• What is expected
Rescale the coordinate values from the start of the data up to and including the line with "x=270, y=214" by multiplying each x and y value by 1.75 and rounding to the nearest whole number, with halves rounded up. Reproduce every line in that span with all other text left unchanged.

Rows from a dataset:
§

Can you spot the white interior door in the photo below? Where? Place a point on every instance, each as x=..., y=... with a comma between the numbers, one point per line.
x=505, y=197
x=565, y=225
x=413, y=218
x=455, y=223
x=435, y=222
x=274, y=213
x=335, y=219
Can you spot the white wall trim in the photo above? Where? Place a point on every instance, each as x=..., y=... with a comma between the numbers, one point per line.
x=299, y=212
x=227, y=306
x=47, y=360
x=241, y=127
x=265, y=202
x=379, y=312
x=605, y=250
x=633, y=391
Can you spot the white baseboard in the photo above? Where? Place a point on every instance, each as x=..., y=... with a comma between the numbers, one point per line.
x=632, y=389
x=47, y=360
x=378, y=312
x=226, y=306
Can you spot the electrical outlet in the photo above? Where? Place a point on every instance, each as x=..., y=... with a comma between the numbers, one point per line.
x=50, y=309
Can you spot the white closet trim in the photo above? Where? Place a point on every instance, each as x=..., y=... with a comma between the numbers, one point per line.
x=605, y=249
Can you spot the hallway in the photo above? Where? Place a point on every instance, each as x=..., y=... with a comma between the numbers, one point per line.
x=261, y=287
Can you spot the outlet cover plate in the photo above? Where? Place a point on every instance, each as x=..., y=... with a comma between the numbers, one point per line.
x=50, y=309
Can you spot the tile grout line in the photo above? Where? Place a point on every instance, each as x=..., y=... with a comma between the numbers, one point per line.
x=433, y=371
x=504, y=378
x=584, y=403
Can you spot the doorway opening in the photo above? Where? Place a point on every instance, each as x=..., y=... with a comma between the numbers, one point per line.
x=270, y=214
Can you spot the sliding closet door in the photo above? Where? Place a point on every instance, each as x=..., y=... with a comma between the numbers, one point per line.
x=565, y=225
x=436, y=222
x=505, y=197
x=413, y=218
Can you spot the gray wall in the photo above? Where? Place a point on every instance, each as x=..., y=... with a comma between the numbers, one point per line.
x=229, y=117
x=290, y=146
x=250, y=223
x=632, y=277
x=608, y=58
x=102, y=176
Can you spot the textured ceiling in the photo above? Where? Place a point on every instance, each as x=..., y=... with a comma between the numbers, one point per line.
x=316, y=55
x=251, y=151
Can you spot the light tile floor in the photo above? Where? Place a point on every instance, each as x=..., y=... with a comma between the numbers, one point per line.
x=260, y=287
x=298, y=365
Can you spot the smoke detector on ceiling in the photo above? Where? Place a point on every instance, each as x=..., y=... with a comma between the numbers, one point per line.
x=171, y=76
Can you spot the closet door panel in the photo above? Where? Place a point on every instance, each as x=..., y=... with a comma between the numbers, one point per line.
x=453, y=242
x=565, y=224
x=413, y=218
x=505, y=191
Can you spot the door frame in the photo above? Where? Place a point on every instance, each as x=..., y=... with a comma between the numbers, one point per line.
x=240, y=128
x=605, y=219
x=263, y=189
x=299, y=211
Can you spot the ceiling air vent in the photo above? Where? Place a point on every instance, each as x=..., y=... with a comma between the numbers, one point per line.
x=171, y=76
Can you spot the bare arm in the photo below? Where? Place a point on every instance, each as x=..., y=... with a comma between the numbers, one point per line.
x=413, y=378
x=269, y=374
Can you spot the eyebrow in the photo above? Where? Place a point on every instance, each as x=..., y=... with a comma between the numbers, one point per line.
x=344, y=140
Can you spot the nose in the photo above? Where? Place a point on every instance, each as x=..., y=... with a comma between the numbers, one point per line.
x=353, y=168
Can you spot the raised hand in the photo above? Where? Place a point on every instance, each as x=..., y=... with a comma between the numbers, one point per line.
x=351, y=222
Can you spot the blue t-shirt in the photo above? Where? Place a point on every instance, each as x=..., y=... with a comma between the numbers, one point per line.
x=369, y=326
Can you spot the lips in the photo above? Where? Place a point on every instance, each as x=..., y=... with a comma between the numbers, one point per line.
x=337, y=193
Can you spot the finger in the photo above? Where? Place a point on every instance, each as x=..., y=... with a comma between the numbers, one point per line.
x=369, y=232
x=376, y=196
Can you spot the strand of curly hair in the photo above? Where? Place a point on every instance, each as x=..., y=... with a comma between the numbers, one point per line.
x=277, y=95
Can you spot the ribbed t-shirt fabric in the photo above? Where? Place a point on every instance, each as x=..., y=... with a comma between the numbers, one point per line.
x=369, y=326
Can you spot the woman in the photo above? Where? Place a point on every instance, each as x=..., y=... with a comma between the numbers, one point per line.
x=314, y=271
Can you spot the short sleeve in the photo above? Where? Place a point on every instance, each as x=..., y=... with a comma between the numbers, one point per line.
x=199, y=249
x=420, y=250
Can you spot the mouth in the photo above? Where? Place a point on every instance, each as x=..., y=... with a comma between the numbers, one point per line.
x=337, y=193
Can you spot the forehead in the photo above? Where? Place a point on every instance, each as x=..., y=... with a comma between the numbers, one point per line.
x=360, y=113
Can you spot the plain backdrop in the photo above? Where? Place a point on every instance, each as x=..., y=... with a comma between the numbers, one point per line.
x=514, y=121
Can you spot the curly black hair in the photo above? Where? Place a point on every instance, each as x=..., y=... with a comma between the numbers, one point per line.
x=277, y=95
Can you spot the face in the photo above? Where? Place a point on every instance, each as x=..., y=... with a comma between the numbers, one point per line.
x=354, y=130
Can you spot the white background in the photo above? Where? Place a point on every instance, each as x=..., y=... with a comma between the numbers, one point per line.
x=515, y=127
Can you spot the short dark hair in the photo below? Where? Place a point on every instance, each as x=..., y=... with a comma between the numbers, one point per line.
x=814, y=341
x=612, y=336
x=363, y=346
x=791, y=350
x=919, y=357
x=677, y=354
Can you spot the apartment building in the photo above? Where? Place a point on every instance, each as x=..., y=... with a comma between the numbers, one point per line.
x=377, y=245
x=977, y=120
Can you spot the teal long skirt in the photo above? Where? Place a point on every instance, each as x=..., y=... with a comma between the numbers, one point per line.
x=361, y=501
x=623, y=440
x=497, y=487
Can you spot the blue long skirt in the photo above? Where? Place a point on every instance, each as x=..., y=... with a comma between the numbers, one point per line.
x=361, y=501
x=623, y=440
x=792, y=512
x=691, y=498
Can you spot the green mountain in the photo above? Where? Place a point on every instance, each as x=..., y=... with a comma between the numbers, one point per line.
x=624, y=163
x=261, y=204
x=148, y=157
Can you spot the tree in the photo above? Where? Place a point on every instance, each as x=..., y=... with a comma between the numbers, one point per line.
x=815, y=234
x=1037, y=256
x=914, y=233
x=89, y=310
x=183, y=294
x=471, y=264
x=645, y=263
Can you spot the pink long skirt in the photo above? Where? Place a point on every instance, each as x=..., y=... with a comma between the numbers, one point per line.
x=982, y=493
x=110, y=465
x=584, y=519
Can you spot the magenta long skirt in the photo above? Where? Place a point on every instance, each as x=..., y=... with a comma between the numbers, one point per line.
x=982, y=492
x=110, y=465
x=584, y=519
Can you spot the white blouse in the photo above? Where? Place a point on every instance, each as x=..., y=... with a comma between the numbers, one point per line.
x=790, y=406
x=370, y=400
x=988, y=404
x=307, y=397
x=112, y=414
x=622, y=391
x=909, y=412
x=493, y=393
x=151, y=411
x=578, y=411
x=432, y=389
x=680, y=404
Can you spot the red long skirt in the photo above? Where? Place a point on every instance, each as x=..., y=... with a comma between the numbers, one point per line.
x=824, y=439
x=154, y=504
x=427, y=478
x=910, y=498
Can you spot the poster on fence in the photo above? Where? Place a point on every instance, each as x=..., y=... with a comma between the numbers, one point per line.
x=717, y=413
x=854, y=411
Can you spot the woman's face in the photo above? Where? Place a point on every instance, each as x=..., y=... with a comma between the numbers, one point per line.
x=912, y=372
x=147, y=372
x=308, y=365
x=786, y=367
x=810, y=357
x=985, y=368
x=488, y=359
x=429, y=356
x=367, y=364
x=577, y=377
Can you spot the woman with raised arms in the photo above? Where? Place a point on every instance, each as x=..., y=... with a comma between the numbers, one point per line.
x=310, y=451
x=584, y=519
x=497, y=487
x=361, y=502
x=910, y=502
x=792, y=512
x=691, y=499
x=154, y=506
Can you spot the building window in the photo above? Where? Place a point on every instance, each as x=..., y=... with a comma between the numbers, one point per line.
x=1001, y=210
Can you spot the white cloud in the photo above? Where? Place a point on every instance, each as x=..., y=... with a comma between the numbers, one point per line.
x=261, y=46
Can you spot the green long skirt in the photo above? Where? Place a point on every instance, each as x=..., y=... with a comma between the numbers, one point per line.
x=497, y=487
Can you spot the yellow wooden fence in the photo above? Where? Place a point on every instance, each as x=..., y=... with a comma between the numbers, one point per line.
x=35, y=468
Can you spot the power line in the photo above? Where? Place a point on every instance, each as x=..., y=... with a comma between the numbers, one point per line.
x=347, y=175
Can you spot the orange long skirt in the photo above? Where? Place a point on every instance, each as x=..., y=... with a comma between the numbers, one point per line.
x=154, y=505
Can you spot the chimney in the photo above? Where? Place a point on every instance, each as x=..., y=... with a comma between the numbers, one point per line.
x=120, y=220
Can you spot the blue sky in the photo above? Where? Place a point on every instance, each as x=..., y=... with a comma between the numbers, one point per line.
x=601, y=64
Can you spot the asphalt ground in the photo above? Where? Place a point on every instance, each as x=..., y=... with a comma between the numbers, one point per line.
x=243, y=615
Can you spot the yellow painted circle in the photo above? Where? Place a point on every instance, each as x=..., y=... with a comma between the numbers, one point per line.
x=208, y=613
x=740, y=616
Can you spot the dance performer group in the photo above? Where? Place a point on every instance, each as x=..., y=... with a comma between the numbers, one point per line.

§

• Expected output
Can you spot the white interior door in the photo below? Where? Place a point on every instance, each as x=..., y=... with a comma between the numbers, one point per line.
x=884, y=345
x=989, y=394
x=723, y=382
x=796, y=390
x=761, y=389
x=480, y=373
x=586, y=383
Can you spot the white wall trim in the photo above? Where? Place a point on every instance, each as x=..., y=... with a comma between the numbers, one point per line.
x=523, y=371
x=397, y=536
x=82, y=630
x=422, y=222
x=464, y=354
x=663, y=546
x=1059, y=438
x=1108, y=684
Can you spot the white baseboard in the photo above? Where? Place a point on every instance, each as x=..., y=... with a comma between the numbers, one point per line.
x=1106, y=681
x=82, y=630
x=662, y=546
x=396, y=536
Can you spot the electrical outlet in the photo above? Where? Place a point on every instance, each as x=..., y=... with a comma between the numbers, one point per line.
x=88, y=541
Can you spot the white closet trim in the photo above? Where? Place a point on every instance, each as x=..., y=... with a comma between the numbers, one point per line.
x=1059, y=436
Can you spot the hallway in the photo above? Where? Place a point on every instance, each as x=..., y=... with a comma between the numbers, one point per line.
x=457, y=502
Can you spot the outlet cover plate in the photo above? Where? Place a point on every instance, each as x=..., y=... with a comma between the numbers, one point per line.
x=88, y=541
Can you spot the tile grout line in the photo above? Where? Place a point on every instance, each as x=..., y=... with a comma between the numbers, one point per line.
x=758, y=649
x=882, y=662
x=1022, y=705
Can you spot the doorway opening in the photo above? Where? Place a point on every instance, each as x=..., y=... with a comma between the numbers, one point per line.
x=473, y=375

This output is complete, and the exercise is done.